» Your task
Transcribe each record below word for word.

» Material supplied
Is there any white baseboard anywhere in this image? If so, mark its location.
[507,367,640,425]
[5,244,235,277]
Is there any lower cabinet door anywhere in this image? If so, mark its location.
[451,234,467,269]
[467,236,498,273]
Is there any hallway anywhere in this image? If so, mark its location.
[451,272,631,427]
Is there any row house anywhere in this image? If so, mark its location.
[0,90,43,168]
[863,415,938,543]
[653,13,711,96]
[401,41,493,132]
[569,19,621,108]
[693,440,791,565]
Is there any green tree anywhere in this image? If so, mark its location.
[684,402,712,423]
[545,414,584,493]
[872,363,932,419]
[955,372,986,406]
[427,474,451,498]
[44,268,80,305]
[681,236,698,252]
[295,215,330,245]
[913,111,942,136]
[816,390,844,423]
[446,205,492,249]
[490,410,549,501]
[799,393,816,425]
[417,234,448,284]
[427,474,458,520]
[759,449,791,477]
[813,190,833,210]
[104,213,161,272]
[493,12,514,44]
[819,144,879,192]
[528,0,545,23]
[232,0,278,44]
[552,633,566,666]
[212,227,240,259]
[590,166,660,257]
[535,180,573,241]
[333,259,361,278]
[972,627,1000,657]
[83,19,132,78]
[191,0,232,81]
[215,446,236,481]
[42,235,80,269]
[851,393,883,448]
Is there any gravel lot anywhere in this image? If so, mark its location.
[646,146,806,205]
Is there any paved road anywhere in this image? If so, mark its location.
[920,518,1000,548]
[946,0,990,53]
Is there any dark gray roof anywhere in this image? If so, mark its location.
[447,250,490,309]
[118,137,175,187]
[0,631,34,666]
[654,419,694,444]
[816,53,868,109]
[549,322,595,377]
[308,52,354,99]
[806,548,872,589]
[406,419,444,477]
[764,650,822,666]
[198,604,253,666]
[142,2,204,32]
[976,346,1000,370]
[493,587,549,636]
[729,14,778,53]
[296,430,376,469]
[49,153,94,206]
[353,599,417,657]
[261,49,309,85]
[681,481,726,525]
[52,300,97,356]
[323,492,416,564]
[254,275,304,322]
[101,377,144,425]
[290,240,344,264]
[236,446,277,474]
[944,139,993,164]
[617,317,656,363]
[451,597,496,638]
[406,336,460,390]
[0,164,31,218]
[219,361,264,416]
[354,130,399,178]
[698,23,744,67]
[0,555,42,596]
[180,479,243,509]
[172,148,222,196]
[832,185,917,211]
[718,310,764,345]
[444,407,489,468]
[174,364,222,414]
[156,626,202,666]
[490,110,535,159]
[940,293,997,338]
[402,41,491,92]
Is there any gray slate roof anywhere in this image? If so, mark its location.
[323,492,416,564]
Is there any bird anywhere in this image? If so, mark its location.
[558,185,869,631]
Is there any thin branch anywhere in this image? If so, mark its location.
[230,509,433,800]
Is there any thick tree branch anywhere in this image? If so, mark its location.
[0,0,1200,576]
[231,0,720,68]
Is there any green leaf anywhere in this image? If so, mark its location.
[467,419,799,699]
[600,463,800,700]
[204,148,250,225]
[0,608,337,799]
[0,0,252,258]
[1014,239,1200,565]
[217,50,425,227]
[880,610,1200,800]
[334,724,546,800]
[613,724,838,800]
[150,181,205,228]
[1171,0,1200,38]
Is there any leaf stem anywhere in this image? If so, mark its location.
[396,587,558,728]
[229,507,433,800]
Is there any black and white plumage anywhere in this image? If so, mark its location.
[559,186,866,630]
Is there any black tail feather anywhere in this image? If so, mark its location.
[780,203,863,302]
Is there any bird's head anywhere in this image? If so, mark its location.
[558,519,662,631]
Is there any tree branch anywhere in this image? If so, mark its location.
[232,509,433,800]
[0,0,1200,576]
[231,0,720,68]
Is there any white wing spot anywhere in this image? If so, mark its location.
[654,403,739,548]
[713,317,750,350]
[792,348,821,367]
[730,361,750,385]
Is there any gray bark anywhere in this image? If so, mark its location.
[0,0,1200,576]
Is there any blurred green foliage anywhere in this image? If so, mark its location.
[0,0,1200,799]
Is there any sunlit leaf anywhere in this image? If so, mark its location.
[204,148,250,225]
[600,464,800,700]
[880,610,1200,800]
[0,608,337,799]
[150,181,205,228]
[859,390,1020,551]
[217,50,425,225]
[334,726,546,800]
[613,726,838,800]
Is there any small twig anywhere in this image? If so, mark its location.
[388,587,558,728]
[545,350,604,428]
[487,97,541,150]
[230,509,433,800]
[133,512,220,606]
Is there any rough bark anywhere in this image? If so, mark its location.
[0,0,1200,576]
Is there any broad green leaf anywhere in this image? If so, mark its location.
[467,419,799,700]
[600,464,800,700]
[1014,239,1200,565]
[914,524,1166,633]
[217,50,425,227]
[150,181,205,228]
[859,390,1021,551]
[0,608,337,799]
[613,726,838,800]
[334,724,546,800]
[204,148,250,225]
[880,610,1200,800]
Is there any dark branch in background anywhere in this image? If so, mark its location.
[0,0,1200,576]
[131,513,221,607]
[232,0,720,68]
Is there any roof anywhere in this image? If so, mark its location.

» Task answer
Is there any white baseboard anywhere in this image? If so, mark its location.
[507,367,640,425]
[5,244,235,277]
Is there any lower cabinet door anywhere in this image? If so, mark its location.
[451,234,467,269]
[467,236,498,273]
Is there any hallway anywhere in this image? If so, mark its location.
[451,272,631,427]
Is there any row house anywhere in this image? If so, mark its location.
[0,90,43,168]
[863,415,938,543]
[653,13,711,96]
[401,41,493,132]
[569,19,621,108]
[693,440,791,565]
Is there any green tree anywhere in this image? If so, mark its location.
[684,402,712,423]
[545,414,584,493]
[872,363,932,419]
[955,372,986,406]
[427,474,451,498]
[44,268,80,305]
[681,236,698,252]
[295,215,330,245]
[913,111,942,136]
[816,390,844,423]
[446,205,492,249]
[490,410,549,501]
[799,393,816,425]
[417,234,448,284]
[427,474,458,520]
[759,449,791,477]
[813,190,833,210]
[104,213,161,272]
[493,12,514,44]
[819,144,879,192]
[528,0,545,23]
[232,0,278,44]
[552,633,566,666]
[212,227,240,259]
[590,166,660,257]
[535,180,573,241]
[333,259,361,278]
[972,627,1000,657]
[83,19,132,78]
[191,0,232,81]
[215,446,236,481]
[42,235,80,269]
[851,393,883,448]
Is there any gravel lot anywhere in this image? If so, mark its location.
[646,146,806,205]
Is there any paved road anywhere in this image? If so, mark its location.
[920,518,1000,548]
[946,0,990,53]
Is there any dark gray roof anywhere in this image? If so, mark its location.
[447,250,490,309]
[118,137,175,187]
[0,631,34,666]
[654,419,694,444]
[816,53,868,109]
[549,322,595,377]
[308,52,354,99]
[806,548,872,589]
[406,419,444,477]
[764,650,822,666]
[198,604,253,666]
[142,2,204,32]
[976,346,1000,370]
[493,587,549,636]
[729,14,778,53]
[296,430,376,469]
[49,153,94,206]
[353,599,417,657]
[261,49,309,85]
[681,481,726,525]
[52,300,97,356]
[323,492,416,564]
[254,275,304,322]
[101,377,144,425]
[290,240,344,264]
[236,446,277,474]
[944,139,993,164]
[617,317,656,363]
[451,597,496,638]
[406,336,460,390]
[0,164,31,218]
[219,361,264,416]
[354,130,399,178]
[698,23,744,67]
[0,555,42,596]
[180,479,243,509]
[172,148,222,196]
[832,185,917,211]
[718,310,764,345]
[444,407,489,468]
[174,364,222,414]
[156,626,202,666]
[490,110,535,159]
[940,293,997,338]
[402,41,491,92]
Is there any gray slate roof anywhere in this image? If so, mark its location.
[323,492,416,564]
Is there any bird anywhere in this image? If so, mark its location.
[558,185,869,631]
Is there any thin branch anywhere in this image? If so, mark its location.
[230,509,433,800]
Is there any thick tree branch anywhere in this image? If so, mark its location.
[0,0,1200,576]
[231,0,720,68]
Is there any green leaf anywhere in this image? If so, mark its location.
[467,419,799,699]
[600,463,800,700]
[204,148,250,225]
[0,608,337,799]
[0,0,252,258]
[1014,239,1200,565]
[217,50,425,227]
[880,610,1200,800]
[334,724,546,800]
[613,724,838,800]
[150,181,205,228]
[1171,0,1200,38]
Is there any leaf stem anywhere in this image? If so, mark its location.
[396,587,558,728]
[229,507,433,800]
Is there any black and white plumage anywhere in this image? If so, mark its location.
[559,186,866,630]
Is there any black tail feather anywhere in this image? If so, mark its location.
[780,203,863,302]
Is there any bird's head anywhere in this image? If so, mark its location.
[558,519,662,631]
Is there any tree branch anywhere in this image? If so, mark its location.
[232,509,433,800]
[0,0,1200,576]
[231,0,720,68]
Is there any white wing spot anywhere in this image? If so, mark its location.
[654,403,739,548]
[713,317,750,350]
[792,348,821,367]
[730,361,750,385]
Is there any gray bark anywhere in this image? If so, mark its location.
[0,0,1200,576]
Is there any blurred green foliage anywhere in this image? If so, mark its location.
[0,0,1200,799]
Is there any sunlit leaf anywhere in this image? If so, mark its location.
[204,148,250,225]
[600,464,800,700]
[880,610,1200,800]
[0,608,337,799]
[150,181,205,228]
[859,390,1020,551]
[217,50,425,225]
[334,726,546,800]
[613,726,838,800]
Is there any small twig anywhere in this image? If so, mark its location.
[388,587,558,728]
[545,350,604,428]
[487,97,541,150]
[230,509,433,800]
[133,512,220,606]
Is there any rough bark anywhere in this image? If so, mark its location.
[0,0,1200,576]
Is there any broad green leaf anywhere in this image? If so, mark its location.
[467,419,799,700]
[600,464,800,700]
[1014,239,1200,565]
[914,524,1166,633]
[217,50,425,227]
[150,181,205,228]
[859,390,1021,551]
[0,608,337,799]
[613,726,838,800]
[334,724,546,800]
[204,148,250,225]
[880,610,1200,800]
Is there any dark branch in background anywhere in this image? If so, mark its location.
[0,0,1200,576]
[131,513,221,607]
[232,0,720,68]
Is there any roof anywhere in this image? If so, mark its location.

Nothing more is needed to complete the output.